Really? Nothing at all?

I went to Darrenkamps for lunch today as I occasionally do. I was standing line when I heard the cashier (a cute little old lady) say, “Let me put that in another bag. There’s nothing worse than a crushed pie.”

You don’t really see that level of customer service anymore. However, it got me thinking. Is there really nothing worse than a crushed pie? The following, ladies and gentlemen, is a short list of things that Tom feels are worse than crushed pie.

Notice that there aren’t any really big things on this list. Aids is a no brainer, but that doesn’t comply with the spirit this rant. For this purpose, we’ll stick to the range between “crushed pie” and “incurable jock itch.”

= = = =

# Stated goal A
Answer these from the crushed pie post:
(i) Where did the writer go for lunch?
(ii) What did the cashier offer to do with the pie?
(iii) Between which two things does the list's range fall?
# Stated goal B
Write the next few sentences of the crushed pie post, picking up after its final sentence.

# Extracted data
= = = =

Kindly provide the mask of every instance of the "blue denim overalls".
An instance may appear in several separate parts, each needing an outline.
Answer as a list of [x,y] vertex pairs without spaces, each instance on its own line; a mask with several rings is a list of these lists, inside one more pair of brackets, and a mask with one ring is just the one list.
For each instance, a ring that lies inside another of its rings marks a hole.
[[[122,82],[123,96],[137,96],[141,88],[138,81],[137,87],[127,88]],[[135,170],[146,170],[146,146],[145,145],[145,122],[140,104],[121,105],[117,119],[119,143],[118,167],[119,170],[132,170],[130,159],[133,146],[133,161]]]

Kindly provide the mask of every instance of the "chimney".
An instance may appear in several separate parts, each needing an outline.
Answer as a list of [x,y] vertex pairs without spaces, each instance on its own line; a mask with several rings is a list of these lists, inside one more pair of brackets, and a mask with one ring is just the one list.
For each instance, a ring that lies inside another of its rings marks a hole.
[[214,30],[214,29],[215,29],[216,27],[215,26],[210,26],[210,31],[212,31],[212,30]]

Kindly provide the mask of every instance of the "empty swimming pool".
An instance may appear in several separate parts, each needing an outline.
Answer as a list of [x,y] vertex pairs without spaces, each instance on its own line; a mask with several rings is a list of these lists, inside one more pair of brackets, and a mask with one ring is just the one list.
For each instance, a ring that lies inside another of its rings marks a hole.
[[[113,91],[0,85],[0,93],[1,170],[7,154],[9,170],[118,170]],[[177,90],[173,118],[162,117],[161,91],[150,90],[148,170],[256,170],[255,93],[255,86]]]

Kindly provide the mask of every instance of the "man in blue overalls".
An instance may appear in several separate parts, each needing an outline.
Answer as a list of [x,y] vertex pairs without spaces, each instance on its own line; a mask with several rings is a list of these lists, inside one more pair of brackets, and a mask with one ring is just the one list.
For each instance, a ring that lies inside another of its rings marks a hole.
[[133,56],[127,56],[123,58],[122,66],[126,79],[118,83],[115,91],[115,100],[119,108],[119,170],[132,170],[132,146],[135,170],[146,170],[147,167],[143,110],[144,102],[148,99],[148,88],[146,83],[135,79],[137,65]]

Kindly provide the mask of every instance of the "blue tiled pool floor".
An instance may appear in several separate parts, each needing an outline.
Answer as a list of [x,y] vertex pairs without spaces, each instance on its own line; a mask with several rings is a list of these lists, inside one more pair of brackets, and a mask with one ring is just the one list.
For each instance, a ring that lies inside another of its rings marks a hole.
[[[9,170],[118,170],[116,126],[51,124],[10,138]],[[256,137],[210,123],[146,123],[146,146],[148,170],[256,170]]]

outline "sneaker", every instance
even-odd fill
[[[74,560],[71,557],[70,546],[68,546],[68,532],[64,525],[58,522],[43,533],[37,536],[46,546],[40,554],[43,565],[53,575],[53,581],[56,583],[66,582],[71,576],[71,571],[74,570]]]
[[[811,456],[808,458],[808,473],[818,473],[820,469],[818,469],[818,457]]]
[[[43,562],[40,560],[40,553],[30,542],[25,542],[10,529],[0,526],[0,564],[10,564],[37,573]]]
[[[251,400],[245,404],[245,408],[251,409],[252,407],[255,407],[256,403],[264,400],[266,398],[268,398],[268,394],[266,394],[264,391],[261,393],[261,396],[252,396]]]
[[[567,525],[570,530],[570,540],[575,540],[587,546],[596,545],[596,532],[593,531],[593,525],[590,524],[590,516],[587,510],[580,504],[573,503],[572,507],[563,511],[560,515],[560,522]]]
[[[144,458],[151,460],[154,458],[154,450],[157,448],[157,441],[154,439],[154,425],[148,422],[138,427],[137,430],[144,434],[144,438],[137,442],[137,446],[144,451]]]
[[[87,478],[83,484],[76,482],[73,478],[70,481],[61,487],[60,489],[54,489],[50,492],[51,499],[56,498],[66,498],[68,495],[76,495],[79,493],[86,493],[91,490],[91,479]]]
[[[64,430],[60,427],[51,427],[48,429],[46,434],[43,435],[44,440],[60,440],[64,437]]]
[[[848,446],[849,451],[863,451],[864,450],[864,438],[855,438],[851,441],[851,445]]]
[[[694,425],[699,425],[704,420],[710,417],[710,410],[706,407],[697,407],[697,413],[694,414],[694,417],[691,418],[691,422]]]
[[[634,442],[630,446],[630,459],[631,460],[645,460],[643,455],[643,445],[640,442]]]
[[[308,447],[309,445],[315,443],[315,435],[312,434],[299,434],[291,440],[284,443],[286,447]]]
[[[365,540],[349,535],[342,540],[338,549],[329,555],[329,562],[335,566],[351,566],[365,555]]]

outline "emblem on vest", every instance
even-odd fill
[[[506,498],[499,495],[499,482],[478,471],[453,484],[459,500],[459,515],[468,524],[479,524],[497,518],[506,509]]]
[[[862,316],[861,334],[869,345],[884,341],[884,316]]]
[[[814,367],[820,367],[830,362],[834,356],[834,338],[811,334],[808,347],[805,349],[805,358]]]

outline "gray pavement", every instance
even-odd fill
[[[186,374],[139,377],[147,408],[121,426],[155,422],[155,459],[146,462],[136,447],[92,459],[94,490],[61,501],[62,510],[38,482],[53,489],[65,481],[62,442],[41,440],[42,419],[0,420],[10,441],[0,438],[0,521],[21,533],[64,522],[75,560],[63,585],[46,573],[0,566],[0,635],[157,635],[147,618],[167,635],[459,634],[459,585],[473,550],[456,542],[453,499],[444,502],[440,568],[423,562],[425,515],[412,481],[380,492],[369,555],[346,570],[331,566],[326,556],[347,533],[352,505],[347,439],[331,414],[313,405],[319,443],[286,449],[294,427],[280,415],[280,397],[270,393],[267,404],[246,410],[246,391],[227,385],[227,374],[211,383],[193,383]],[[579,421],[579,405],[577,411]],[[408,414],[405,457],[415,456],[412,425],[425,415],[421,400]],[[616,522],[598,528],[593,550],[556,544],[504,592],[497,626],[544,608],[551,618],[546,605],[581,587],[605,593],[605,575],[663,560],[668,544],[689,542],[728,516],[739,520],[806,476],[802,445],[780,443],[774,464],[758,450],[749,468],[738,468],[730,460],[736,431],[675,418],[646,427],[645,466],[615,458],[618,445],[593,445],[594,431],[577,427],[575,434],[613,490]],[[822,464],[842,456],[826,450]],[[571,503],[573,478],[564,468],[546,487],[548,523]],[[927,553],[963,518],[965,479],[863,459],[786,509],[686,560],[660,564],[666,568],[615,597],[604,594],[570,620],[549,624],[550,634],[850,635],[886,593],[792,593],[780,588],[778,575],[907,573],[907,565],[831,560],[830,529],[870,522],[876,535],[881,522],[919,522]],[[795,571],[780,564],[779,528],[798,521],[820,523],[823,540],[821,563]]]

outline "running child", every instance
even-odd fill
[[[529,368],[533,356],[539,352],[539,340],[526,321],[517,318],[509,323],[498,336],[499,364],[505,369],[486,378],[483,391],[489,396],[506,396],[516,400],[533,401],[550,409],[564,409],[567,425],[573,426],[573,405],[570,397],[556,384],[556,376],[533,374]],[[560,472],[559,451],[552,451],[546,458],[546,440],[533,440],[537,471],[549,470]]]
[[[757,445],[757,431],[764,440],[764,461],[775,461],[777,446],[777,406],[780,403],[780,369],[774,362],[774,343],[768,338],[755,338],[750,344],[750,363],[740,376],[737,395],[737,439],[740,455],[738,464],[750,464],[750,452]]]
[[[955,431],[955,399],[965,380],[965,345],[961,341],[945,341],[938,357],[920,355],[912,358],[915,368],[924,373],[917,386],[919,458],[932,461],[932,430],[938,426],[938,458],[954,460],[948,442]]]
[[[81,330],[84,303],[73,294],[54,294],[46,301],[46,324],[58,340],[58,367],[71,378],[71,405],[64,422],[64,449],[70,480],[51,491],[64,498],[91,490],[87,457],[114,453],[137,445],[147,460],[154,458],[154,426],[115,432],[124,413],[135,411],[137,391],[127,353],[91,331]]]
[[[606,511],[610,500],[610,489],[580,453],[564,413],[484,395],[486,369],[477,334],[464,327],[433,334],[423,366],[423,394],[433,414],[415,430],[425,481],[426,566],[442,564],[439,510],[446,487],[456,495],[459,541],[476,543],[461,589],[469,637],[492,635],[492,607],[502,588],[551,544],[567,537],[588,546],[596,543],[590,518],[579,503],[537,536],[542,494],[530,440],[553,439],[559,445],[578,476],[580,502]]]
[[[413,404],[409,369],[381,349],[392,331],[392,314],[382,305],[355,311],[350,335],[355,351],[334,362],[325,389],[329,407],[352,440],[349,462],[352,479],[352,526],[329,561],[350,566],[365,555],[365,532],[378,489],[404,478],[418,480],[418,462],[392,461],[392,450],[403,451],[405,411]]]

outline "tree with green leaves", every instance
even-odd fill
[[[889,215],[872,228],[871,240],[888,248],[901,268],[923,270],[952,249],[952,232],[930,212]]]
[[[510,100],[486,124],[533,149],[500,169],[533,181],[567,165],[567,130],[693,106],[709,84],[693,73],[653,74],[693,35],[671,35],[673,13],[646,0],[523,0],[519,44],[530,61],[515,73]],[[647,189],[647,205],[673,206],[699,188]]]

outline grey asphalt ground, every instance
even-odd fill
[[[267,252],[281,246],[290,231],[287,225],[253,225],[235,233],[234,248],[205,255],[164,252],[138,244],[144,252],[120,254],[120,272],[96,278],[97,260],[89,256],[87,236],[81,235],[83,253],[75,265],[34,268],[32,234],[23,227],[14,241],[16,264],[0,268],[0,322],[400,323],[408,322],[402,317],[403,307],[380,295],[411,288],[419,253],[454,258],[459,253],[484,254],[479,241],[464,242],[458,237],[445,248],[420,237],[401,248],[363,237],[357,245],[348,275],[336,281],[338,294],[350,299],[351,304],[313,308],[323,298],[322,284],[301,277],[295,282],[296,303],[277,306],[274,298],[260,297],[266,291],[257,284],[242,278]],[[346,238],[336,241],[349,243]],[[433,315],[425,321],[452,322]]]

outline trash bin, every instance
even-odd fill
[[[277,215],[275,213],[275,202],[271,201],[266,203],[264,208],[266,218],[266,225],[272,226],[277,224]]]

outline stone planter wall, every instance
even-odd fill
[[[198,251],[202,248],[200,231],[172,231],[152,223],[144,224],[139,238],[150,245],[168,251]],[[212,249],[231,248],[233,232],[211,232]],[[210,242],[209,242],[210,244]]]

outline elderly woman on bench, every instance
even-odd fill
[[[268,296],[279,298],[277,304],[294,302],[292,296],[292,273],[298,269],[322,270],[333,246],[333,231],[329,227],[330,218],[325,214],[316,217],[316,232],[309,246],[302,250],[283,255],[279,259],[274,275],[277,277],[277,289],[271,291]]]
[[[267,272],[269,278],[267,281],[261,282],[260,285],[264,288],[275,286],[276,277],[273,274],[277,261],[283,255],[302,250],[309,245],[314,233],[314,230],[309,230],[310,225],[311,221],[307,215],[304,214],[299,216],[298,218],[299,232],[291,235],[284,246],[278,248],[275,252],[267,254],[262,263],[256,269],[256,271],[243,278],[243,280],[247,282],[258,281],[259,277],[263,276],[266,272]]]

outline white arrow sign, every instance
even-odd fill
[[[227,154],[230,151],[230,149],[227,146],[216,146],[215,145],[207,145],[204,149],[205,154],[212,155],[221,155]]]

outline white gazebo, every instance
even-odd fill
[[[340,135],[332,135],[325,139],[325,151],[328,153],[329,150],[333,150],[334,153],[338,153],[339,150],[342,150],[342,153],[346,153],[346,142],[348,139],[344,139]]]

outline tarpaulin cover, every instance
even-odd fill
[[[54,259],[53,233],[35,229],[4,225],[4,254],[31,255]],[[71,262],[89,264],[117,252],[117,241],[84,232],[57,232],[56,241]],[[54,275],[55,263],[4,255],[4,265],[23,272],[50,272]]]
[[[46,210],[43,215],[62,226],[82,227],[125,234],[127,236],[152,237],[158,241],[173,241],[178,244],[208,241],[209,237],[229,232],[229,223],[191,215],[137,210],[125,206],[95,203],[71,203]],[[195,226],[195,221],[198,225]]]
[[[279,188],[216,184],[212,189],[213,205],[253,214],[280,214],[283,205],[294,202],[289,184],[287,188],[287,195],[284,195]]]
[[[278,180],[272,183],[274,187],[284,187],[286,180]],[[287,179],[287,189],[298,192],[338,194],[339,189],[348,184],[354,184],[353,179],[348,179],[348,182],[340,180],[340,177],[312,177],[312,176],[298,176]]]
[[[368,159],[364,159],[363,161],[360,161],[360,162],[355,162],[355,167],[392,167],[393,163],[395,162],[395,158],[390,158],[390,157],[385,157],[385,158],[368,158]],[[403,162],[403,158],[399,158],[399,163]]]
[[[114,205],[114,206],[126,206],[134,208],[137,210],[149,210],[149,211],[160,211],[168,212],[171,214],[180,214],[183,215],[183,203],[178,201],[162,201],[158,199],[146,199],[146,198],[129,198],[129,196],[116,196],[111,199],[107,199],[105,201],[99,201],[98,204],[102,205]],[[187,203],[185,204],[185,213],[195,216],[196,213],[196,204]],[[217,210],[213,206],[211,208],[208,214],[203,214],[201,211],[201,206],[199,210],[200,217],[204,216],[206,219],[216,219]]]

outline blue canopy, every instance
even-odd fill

= = = =

# Expected output A
(i) Darrenkamps
(ii) Put it in another bag
(iii) "Crushed pie" and "incurable jock itch"

# Expected output B
    • The sound of my son crying
    • Seasonal allergies
    • Flat beer
    • Getting lost in the ghetto
    • Mosquitos
    • Swiss cheese
    • Farting in the shower
    • That Autotune vocal effect
    • Sitting on your nuts
    • The Ice Capades

      I’m sure there are more, but I could spend the next year writing this as I thought of more. We’ll just stick to 10 right now.

      Posted in Rants by Tom on Apr 13, 2010 | Comments (1)

      1. Even more…
        - When they stop making Diet Cherry Vanilla Dr Pepper for no good reason
        - Broken guitar strings
        - Reactive attachment disorder
        - Microsoft Word
        - Having to waste three vacation days because of three feet of drifting snow
        - Dial up internet
        - Forgetting where your car registration is
        - The original iMac mouse (aka the hockey puck)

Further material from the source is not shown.